- [Request]
Rewrite the data between the lines containing "Tag any visible blurred" and "89;0;171;38", inclusive, changing "neck" to "throat" and keeping everything else the same.

** Begin Supplied material **

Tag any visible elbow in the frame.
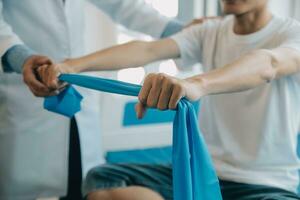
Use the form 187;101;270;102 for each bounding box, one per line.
254;49;279;83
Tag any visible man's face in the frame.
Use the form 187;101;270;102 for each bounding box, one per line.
221;0;268;15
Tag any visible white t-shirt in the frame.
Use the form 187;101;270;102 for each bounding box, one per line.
172;16;300;192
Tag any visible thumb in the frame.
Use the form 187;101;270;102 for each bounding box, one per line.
135;102;147;119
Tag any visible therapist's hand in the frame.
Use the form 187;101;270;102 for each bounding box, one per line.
135;74;203;119
23;55;57;97
37;60;75;92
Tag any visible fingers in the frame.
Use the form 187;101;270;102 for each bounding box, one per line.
136;74;185;118
139;74;154;105
157;79;174;110
23;65;49;95
168;85;184;110
135;102;147;119
23;56;57;97
37;65;60;90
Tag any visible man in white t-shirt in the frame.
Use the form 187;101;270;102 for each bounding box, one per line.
39;0;300;200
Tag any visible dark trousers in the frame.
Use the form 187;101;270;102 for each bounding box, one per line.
60;118;83;200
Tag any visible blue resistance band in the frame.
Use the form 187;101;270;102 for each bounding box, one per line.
44;74;222;200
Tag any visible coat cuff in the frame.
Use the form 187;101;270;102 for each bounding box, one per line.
2;45;36;73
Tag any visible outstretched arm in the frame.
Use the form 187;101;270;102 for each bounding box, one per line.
38;39;180;89
67;39;179;72
137;48;300;118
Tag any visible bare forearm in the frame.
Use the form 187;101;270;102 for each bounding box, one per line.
187;50;300;97
68;40;178;72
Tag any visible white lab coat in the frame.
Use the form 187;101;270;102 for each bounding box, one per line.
0;0;168;200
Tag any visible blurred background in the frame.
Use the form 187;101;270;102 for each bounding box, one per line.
81;0;300;160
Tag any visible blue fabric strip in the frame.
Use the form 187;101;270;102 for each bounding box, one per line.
44;74;222;200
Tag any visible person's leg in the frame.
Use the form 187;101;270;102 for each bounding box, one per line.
220;180;300;200
83;164;173;200
87;186;164;200
60;118;83;200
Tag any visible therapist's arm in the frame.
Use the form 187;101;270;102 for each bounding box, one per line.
38;38;180;89
137;48;300;118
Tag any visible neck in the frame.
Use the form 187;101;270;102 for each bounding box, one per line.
234;8;272;35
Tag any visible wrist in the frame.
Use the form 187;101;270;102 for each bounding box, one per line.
184;76;209;101
59;59;84;74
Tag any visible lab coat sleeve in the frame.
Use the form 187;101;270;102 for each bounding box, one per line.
0;0;23;74
89;0;171;38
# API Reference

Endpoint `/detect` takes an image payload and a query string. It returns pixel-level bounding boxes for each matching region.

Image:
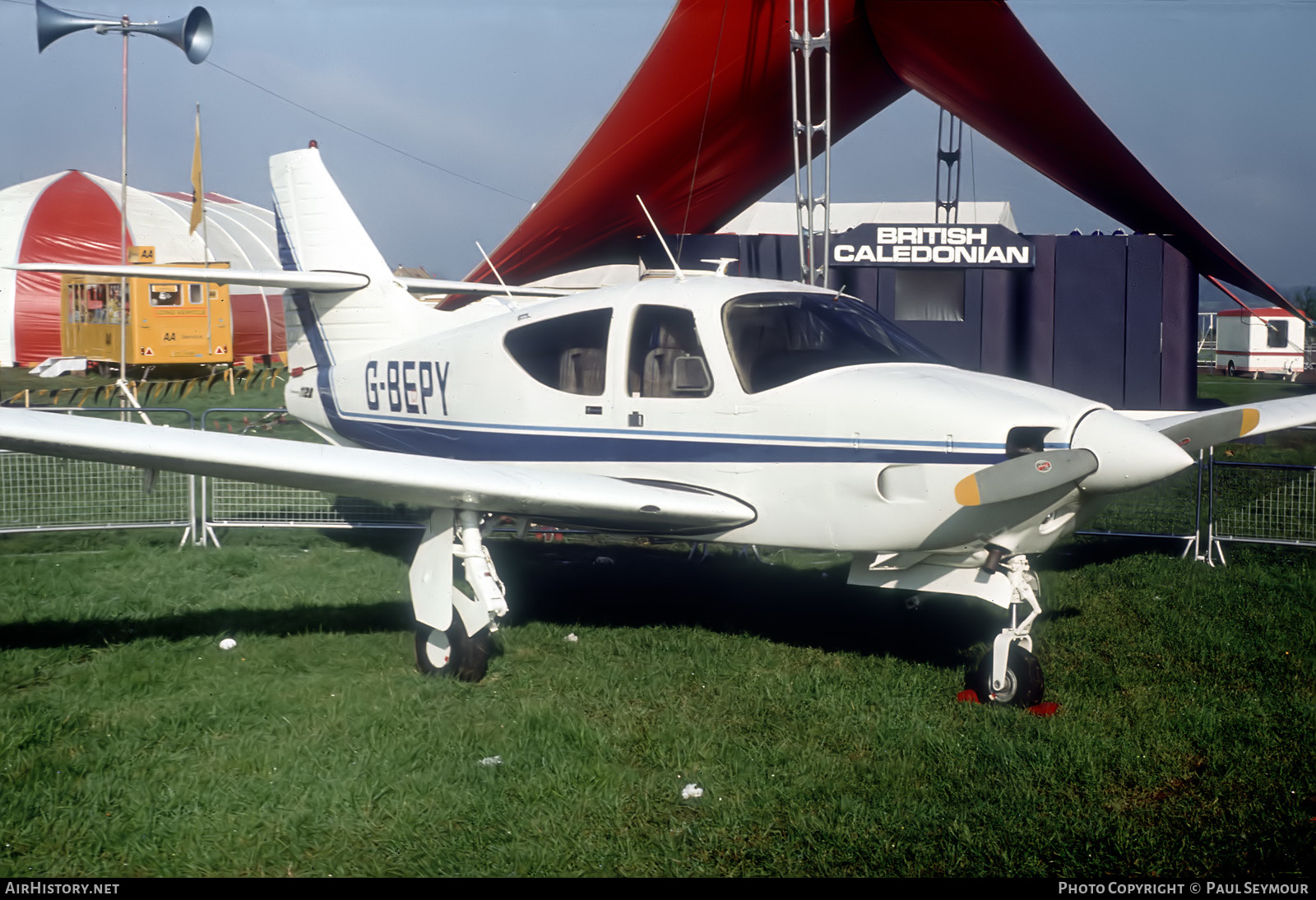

** End Supplied material **

- [The answer]
Tag any visible blurred background in the frame.
Use the form 187;101;270;102 for each bounding box, one per line.
81;0;300;160
Tag any visible blue fabric strip in the frame.
Use the form 187;101;270;102 for each bounding box, one per line.
44;74;222;200
Tag any visible person's leg in the frame.
Use the form 187;101;270;102 for each bounding box, one per line.
220;180;300;200
83;164;173;200
87;186;164;200
60;118;83;200
Tag any visible therapist's arm in the frame.
Use the form 187;101;270;102 for each bounding box, one per line.
38;38;180;89
137;48;300;118
Tag any visible throat in the frame.
Use the form 187;101;270;102 for each bounding box, one per line.
234;8;272;35
Tag any visible wrist in the frame.
Use the form 187;101;270;102 for each bounding box, one per line.
184;76;209;101
59;59;84;74
Tag any visible lab coat sleeve in the frame.
Use the form 187;101;270;102 for each bounding box, one per line.
0;0;23;74
89;0;171;38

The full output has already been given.